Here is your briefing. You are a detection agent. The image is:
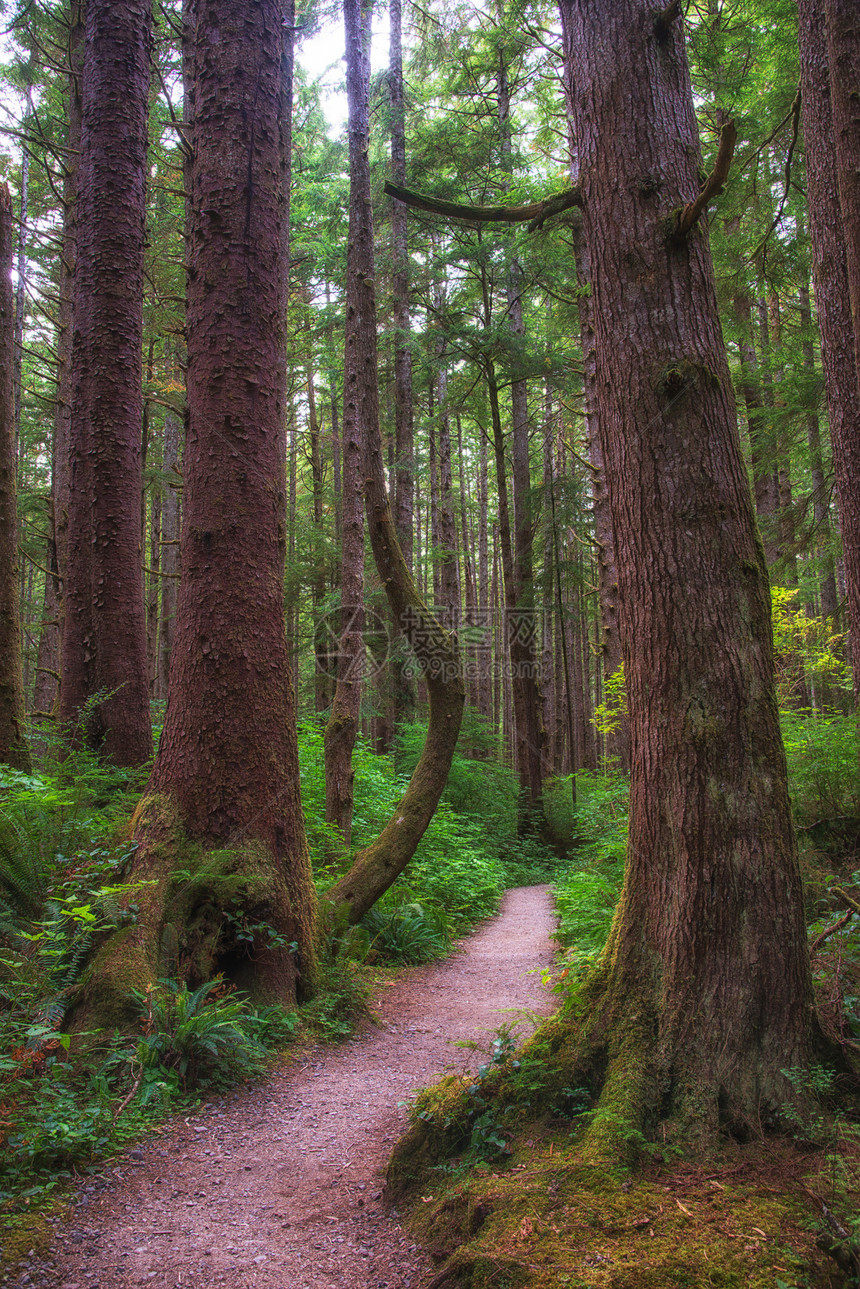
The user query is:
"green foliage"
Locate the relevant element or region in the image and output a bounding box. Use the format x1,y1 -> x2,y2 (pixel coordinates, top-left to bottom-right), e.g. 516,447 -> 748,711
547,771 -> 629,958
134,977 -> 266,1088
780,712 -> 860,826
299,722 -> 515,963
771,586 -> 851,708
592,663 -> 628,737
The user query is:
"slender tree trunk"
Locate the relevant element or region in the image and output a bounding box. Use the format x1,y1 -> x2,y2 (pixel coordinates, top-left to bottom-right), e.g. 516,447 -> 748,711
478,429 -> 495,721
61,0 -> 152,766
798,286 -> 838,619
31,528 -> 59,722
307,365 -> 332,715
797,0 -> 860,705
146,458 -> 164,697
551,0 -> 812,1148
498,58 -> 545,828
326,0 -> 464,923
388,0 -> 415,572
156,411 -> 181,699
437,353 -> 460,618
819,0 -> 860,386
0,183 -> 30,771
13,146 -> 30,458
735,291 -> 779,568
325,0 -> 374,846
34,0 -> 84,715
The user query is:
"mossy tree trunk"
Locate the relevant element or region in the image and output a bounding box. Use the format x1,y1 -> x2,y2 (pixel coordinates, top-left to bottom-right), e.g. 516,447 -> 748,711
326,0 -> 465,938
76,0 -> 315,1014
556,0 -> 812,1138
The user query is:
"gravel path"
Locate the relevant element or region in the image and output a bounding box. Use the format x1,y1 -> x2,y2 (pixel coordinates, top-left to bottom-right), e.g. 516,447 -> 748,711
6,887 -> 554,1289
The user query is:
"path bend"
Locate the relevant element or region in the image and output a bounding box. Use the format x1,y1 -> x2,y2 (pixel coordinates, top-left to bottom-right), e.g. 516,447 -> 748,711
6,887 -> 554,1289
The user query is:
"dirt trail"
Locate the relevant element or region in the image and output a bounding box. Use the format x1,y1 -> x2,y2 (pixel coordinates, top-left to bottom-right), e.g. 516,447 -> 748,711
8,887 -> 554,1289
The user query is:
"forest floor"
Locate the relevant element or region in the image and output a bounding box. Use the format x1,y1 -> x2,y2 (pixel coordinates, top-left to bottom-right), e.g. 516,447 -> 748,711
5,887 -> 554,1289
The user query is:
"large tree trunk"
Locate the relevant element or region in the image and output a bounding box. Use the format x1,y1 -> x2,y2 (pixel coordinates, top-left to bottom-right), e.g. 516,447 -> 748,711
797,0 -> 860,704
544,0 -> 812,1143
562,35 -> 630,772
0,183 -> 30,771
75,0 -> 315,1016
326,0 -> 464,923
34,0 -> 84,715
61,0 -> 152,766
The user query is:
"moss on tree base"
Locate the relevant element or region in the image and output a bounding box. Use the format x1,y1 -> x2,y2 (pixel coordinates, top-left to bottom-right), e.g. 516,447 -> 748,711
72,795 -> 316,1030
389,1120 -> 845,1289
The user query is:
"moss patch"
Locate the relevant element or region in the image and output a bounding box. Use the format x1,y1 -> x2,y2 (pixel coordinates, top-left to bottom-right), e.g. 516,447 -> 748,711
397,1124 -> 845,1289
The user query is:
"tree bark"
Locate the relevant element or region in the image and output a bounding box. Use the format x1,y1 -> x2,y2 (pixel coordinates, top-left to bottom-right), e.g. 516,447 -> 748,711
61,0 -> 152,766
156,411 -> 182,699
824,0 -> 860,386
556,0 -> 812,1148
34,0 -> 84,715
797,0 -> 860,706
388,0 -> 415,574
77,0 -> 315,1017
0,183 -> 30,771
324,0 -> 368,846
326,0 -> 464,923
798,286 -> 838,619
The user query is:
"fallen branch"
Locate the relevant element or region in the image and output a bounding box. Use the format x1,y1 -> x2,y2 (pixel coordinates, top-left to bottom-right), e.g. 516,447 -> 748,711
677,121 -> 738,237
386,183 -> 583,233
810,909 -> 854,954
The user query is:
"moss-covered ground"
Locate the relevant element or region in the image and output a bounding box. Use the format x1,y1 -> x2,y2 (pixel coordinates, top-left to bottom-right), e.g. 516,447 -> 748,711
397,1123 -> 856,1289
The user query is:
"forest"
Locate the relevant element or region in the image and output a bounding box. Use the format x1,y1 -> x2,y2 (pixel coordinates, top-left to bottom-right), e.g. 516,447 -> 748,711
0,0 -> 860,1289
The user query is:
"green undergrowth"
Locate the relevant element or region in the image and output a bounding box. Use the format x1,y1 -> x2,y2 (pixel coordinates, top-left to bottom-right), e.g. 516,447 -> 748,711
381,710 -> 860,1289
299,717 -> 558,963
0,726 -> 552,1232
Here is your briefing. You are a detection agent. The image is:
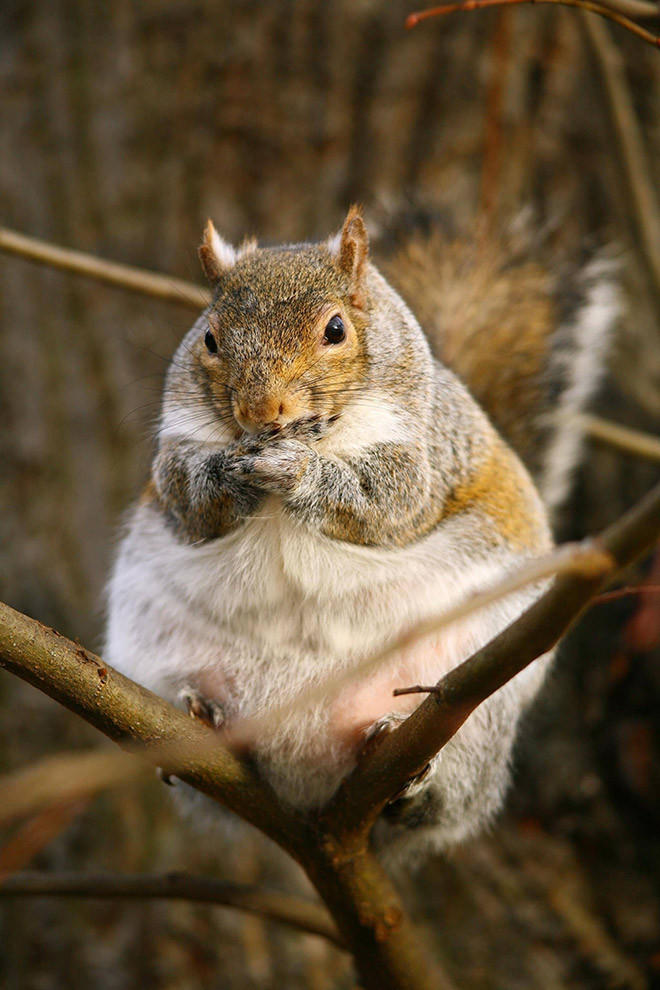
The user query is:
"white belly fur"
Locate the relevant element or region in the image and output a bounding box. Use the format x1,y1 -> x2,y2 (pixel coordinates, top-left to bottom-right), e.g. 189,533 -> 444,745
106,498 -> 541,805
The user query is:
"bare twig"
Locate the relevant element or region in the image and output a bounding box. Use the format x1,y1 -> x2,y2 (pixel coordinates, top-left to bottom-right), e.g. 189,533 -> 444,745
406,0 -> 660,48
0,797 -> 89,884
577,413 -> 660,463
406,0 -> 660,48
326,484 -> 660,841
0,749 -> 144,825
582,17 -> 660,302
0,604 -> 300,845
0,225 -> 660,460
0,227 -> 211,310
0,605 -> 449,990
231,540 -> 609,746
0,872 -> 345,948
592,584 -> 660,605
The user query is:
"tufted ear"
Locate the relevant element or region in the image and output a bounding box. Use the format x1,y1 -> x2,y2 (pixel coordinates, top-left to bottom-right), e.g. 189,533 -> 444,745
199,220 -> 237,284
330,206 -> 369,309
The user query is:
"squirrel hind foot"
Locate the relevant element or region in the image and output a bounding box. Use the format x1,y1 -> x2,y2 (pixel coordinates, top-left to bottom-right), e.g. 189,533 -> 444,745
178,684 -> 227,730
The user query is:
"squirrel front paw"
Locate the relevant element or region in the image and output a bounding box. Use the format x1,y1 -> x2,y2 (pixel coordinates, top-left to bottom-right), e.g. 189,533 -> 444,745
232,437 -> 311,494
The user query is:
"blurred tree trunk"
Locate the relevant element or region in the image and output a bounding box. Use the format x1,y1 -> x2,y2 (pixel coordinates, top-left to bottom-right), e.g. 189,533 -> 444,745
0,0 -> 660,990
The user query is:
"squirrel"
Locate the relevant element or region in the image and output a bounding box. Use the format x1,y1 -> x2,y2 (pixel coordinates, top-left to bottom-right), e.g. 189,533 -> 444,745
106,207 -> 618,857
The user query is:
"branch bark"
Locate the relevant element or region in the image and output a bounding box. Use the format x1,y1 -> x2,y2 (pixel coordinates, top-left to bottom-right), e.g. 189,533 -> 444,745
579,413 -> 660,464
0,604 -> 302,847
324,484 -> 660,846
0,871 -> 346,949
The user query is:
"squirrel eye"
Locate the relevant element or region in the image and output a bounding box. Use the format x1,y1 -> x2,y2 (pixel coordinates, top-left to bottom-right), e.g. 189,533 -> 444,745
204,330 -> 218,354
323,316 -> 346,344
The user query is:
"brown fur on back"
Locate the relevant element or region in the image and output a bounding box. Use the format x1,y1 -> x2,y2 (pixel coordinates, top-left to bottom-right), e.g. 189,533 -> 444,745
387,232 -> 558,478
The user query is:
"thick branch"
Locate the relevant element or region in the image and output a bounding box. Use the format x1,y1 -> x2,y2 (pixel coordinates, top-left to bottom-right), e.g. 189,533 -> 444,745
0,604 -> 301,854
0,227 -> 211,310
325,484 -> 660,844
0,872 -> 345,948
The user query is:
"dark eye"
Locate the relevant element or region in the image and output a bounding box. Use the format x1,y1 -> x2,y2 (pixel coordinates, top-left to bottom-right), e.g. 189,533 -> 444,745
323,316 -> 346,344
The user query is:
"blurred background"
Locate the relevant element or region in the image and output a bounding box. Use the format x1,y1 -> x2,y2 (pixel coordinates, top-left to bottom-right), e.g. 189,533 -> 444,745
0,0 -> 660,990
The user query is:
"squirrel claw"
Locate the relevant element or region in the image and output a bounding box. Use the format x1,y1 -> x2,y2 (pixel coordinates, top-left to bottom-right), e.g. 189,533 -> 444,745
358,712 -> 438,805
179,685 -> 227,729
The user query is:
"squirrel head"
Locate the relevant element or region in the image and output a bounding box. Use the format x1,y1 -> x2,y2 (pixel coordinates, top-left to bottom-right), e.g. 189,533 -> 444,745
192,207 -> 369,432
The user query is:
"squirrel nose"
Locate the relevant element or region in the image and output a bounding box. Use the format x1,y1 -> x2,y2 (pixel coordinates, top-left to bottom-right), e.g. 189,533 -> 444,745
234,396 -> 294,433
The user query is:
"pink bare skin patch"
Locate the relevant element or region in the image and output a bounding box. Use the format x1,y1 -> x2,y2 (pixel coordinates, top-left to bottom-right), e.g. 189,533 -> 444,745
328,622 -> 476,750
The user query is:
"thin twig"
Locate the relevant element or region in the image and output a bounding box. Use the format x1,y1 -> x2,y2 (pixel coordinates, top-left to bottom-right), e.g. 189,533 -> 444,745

#####

• [Your objective] Extract every line of the listing above that contains the word "blurred".

• [Exercise output]
"blurred tree trunk"
"blurred background"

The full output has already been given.